TASK MATERIAL
[Start of Attachment]

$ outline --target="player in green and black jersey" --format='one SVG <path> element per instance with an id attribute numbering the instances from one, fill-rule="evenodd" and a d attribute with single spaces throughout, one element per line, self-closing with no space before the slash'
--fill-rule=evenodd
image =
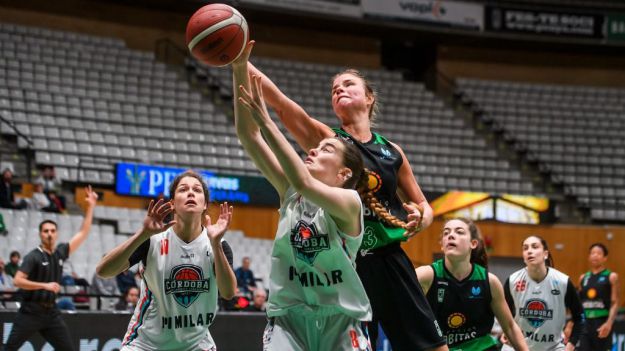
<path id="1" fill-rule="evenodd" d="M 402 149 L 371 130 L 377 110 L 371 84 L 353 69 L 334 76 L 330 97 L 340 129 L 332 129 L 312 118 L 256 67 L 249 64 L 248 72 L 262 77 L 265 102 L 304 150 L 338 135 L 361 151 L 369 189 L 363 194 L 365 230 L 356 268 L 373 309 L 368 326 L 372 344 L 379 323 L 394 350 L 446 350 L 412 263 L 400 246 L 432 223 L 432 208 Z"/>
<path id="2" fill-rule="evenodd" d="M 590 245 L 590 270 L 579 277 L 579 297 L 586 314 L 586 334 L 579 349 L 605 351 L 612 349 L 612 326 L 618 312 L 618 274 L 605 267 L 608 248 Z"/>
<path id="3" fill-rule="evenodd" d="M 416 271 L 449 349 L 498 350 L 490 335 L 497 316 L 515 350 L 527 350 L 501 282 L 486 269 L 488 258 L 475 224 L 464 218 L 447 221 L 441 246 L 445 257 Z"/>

[End of Attachment]
[Start of Attachment]

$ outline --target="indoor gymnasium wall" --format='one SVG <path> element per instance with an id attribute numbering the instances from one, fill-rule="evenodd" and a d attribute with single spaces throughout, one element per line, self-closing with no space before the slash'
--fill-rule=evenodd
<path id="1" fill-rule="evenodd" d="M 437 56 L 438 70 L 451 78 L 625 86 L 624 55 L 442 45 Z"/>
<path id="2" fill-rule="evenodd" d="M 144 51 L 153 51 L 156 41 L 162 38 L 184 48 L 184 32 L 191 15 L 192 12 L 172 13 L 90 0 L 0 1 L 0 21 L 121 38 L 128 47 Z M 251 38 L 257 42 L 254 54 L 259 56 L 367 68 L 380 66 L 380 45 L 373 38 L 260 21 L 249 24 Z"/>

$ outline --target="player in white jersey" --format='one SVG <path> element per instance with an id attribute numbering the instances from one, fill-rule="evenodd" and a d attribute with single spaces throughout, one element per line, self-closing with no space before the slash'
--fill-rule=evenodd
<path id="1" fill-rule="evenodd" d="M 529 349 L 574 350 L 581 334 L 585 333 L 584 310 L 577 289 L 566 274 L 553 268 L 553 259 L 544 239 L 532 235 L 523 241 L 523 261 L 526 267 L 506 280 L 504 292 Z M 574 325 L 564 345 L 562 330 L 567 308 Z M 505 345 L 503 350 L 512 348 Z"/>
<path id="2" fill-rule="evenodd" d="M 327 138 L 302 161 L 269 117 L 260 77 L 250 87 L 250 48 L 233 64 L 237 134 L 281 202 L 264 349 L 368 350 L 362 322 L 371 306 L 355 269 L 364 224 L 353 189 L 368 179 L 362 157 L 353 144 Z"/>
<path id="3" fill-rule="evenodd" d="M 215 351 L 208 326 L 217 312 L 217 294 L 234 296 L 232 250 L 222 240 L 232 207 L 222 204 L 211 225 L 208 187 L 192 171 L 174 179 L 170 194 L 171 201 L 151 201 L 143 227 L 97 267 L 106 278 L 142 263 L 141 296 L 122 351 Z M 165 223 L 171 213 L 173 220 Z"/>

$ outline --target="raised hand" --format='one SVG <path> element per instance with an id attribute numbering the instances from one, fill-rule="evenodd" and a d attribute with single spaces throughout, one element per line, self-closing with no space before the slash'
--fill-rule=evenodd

[End of Attachment]
[Start of Attachment]

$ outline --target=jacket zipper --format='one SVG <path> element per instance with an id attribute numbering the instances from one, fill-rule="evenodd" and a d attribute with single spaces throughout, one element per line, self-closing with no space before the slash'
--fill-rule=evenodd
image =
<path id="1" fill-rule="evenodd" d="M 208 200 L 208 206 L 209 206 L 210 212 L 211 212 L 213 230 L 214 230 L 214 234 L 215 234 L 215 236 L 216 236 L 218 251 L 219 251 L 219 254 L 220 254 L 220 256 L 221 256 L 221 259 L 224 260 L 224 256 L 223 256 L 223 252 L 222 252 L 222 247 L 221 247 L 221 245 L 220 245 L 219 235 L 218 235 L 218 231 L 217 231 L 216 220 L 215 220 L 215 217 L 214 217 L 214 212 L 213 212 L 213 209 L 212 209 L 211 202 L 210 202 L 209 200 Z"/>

[End of Attachment]

TO DO
Once you have found every line above holding the word "spaces", copy those lines.

THE ANSWER
$ outline --target="player in green and black jersey" --format='one SVG <path> element per instance with an id attribute numbering the instances from one, fill-rule="evenodd" and a d attribute with single spaces throughout, one element per line, self-closing with no space before the slash'
$ outline --target="indoor gymnasium wall" --format='one SVG <path> element per instance with an id attribute numbering the instances from one, fill-rule="evenodd" and a d attribute with single spaces throughout, one element per line, self-closing with no space before the slash'
$ outline --target="player in white jersey" --format='one SVG <path> element per instance with an id attribute numbering the instances from one, fill-rule="evenodd" and a d attribute with single spaces throughout, one element per line, self-closing with no space before the slash'
$ outline --target="raised hand" --format='one SVG <path> element per instance with an id attribute numbering the instances from one, fill-rule="evenodd" and a d attribute with single spaces throughout, one element per line, self-closing with no space before the slash'
$ outline --target=jacket zipper --format='one SVG <path> element per instance with an id attribute numbering the instances from one, fill-rule="evenodd" and a d attribute with single spaces throughout, one element per line, self-closing with no space before the slash'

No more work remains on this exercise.